#### Job
Can you write out all the lines word for word, with no pictures?

#### Material for this task

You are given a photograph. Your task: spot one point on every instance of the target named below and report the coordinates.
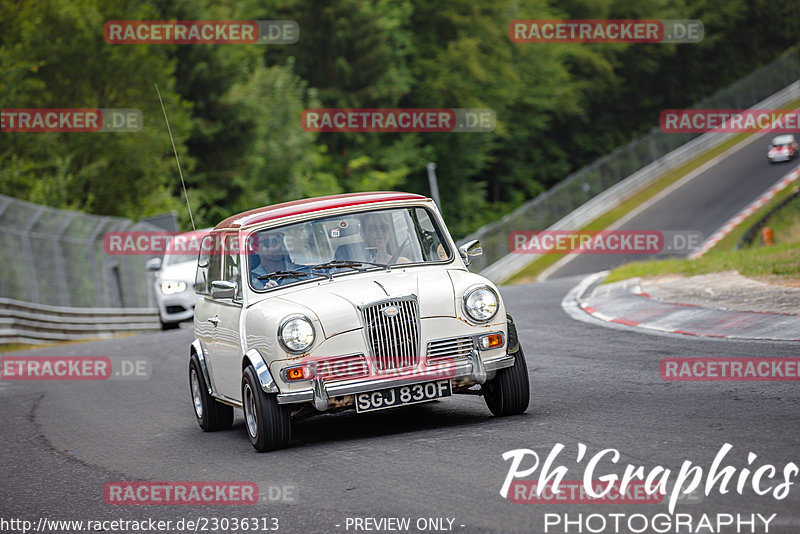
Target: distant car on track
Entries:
(783, 148)
(174, 283)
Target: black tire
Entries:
(169, 326)
(509, 392)
(268, 423)
(211, 414)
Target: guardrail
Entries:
(589, 190)
(508, 265)
(24, 322)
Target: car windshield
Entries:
(171, 259)
(345, 244)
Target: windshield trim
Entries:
(346, 271)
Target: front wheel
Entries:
(508, 393)
(268, 423)
(210, 413)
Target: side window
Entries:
(202, 281)
(230, 269)
(433, 243)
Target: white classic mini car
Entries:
(348, 301)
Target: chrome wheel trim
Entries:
(196, 395)
(249, 403)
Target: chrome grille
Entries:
(393, 340)
(450, 348)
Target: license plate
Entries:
(402, 395)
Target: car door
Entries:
(206, 311)
(226, 344)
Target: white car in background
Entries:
(173, 285)
(359, 301)
(783, 148)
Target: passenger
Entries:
(377, 240)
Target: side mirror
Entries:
(153, 264)
(222, 289)
(470, 249)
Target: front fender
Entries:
(253, 357)
(199, 349)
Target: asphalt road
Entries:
(62, 442)
(702, 205)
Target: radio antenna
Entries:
(178, 161)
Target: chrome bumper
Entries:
(320, 392)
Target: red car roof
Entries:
(310, 205)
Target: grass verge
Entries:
(779, 263)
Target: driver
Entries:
(272, 255)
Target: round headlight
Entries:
(170, 287)
(481, 303)
(296, 334)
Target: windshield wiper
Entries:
(280, 275)
(350, 264)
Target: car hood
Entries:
(335, 302)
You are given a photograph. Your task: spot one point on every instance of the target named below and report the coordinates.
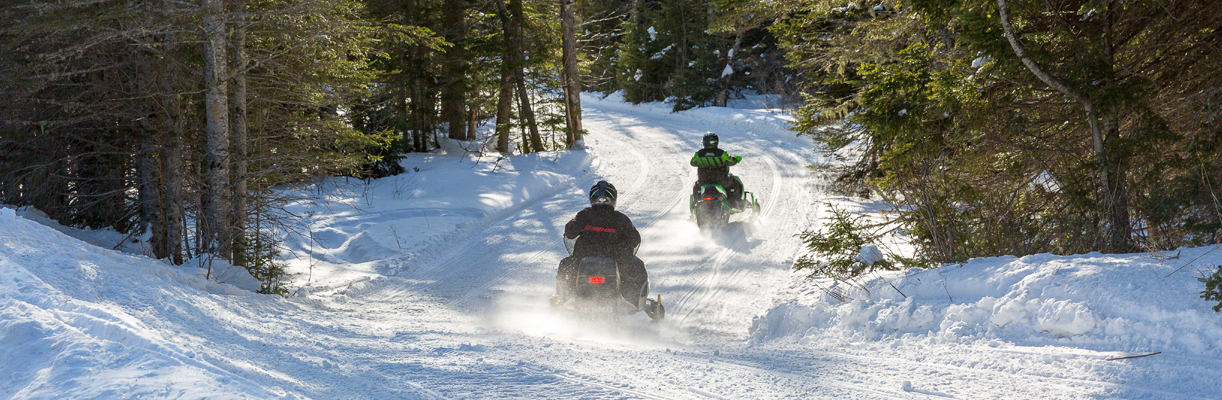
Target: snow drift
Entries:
(1105, 302)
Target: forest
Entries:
(989, 126)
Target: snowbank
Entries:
(62, 333)
(1106, 302)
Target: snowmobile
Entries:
(711, 206)
(595, 291)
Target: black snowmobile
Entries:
(595, 291)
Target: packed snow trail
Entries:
(467, 317)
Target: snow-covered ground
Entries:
(434, 284)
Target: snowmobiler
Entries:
(603, 275)
(717, 193)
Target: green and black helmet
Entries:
(603, 193)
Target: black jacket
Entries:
(603, 231)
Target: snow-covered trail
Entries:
(472, 322)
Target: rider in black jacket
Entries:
(603, 231)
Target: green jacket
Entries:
(714, 158)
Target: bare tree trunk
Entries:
(724, 89)
(505, 98)
(241, 141)
(453, 92)
(1113, 200)
(572, 80)
(174, 176)
(517, 21)
(215, 202)
(471, 118)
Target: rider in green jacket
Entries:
(713, 166)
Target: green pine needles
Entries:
(1214, 289)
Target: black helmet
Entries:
(710, 140)
(603, 193)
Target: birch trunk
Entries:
(215, 202)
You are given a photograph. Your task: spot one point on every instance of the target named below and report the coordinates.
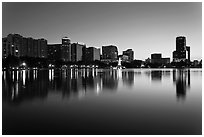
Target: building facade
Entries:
(19, 46)
(157, 58)
(66, 49)
(53, 52)
(130, 54)
(92, 54)
(77, 52)
(109, 53)
(180, 53)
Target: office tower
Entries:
(77, 52)
(130, 54)
(35, 48)
(180, 53)
(66, 49)
(53, 52)
(5, 51)
(42, 52)
(30, 47)
(188, 51)
(19, 46)
(110, 53)
(92, 54)
(11, 45)
(156, 58)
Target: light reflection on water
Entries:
(152, 92)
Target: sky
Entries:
(144, 27)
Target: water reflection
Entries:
(182, 79)
(24, 85)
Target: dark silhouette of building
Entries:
(66, 49)
(19, 46)
(182, 80)
(77, 52)
(109, 53)
(157, 58)
(92, 54)
(130, 54)
(180, 53)
(53, 52)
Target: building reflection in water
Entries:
(156, 75)
(181, 78)
(24, 85)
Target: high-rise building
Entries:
(110, 53)
(130, 54)
(53, 52)
(12, 44)
(16, 45)
(92, 54)
(66, 49)
(77, 52)
(5, 49)
(30, 47)
(42, 48)
(180, 53)
(157, 58)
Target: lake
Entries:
(102, 101)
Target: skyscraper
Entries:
(110, 53)
(92, 54)
(19, 46)
(77, 52)
(180, 53)
(66, 49)
(53, 52)
(130, 54)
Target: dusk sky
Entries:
(144, 27)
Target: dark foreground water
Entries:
(129, 101)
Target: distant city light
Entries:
(23, 64)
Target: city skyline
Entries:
(95, 27)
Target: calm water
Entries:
(129, 101)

#### Exercise solution
You are given a photograph. Your task: spot one point on every instance of the target named below and report the coordinates.
Target: distant car on track
Entries:
(783, 148)
(174, 283)
Target: black tire
Entries:
(169, 326)
(509, 392)
(268, 423)
(211, 414)
Target: guardrail
Entries:
(589, 190)
(508, 265)
(24, 322)
Target: car windshield
Entries:
(171, 259)
(345, 244)
Target: windshield trim
Entries:
(346, 271)
Target: front wheel
Entries:
(508, 393)
(268, 423)
(210, 413)
Target: side window
Entries:
(202, 281)
(230, 269)
(433, 243)
Target: white classic mini car
Entries:
(348, 301)
Target: chrome wheel trim
Entries:
(196, 395)
(249, 403)
Target: chrome grille
Entries:
(393, 340)
(450, 348)
Target: license plate
Entries:
(402, 395)
Target: car door
Entries:
(206, 311)
(226, 344)
Target: white car in background
Entries:
(173, 285)
(359, 301)
(783, 148)
Target: passenger
Entries:
(377, 240)
Target: side mirror
Entries:
(153, 264)
(222, 289)
(470, 249)
Target: front fender
Entries:
(253, 357)
(199, 349)
Target: asphalt road
Entries:
(62, 442)
(702, 205)
Target: radio antenna
Entries:
(178, 161)
Target: chrome bumper
Entries:
(320, 392)
Target: red car roof
Entries:
(310, 205)
Target: grass verge
Entries:
(779, 263)
Target: driver
Entries:
(272, 255)
Target: round headlight
Entries:
(170, 287)
(481, 303)
(296, 334)
Target: windshield wiper
Entries:
(280, 275)
(350, 264)
Target: car hood
Entries:
(335, 302)
You are given a photograph. Your task: spot one point on every instance of the target named below and report the coordinates.
Target: snow drift
Entries:
(1105, 302)
Target: forest
Entries:
(989, 126)
Target: snowbank
Entries:
(62, 333)
(1106, 302)
Target: snowmobile
Entries:
(711, 206)
(595, 291)
Target: black snowmobile
Entries:
(595, 291)
Target: packed snow trail
Entries:
(467, 317)
Target: snow-covered ground
Entries:
(434, 284)
Target: snowmobiler
Entries:
(603, 275)
(717, 193)
Target: green and black helmet
Entries:
(603, 193)
Target: black jacket
Entries:
(603, 231)
Target: snow-covered trail
Entries:
(472, 322)
Target: rider in black jacket
Entries:
(603, 231)
Target: green jacket
Entries:
(714, 158)
Target: bare tree trunk
Entries:
(724, 89)
(505, 98)
(241, 141)
(453, 92)
(1113, 200)
(572, 80)
(174, 176)
(517, 21)
(215, 202)
(471, 118)
Target: rider in green jacket
Entries:
(713, 166)
Target: green pine needles
Entries:
(1214, 289)
Target: black helmet
Entries:
(710, 140)
(603, 193)
Target: birch trunk
Entries:
(215, 202)
You are given a photograph. Your task: spot one point on every instance of the target named below and report the coordinates.
Target: building facade
Entries:
(19, 46)
(157, 58)
(66, 49)
(53, 52)
(130, 54)
(92, 54)
(77, 52)
(109, 53)
(180, 53)
Target: office tower
Entries:
(77, 52)
(130, 54)
(35, 48)
(180, 53)
(66, 49)
(53, 52)
(5, 51)
(42, 52)
(30, 47)
(188, 51)
(19, 46)
(110, 53)
(92, 54)
(11, 45)
(156, 58)
Target: light reflection on water
Entries:
(152, 92)
Target: sky
Entries:
(144, 27)
Target: water reflection
Entries:
(182, 79)
(24, 85)
Target: dark silhouette of building
Entries:
(66, 49)
(19, 46)
(182, 80)
(77, 52)
(109, 53)
(157, 58)
(92, 54)
(130, 54)
(180, 53)
(53, 52)
Target: building reflection in water
Entries:
(156, 75)
(181, 78)
(24, 85)
Target: high-rise building
Entries:
(110, 53)
(130, 54)
(53, 52)
(12, 44)
(16, 45)
(92, 54)
(66, 49)
(77, 52)
(5, 49)
(30, 47)
(42, 48)
(180, 53)
(157, 58)
Target: lake
Entries:
(102, 101)
Target: skyscraper
Entries:
(110, 53)
(92, 54)
(19, 46)
(77, 52)
(180, 53)
(66, 49)
(53, 52)
(130, 54)
Target: dusk sky
Entries:
(144, 27)
Target: dark foreground water
Entries:
(129, 101)
Target: distant city light
Entries:
(23, 64)
Target: city skyline
Entries:
(95, 27)
Target: calm water
Entries:
(129, 101)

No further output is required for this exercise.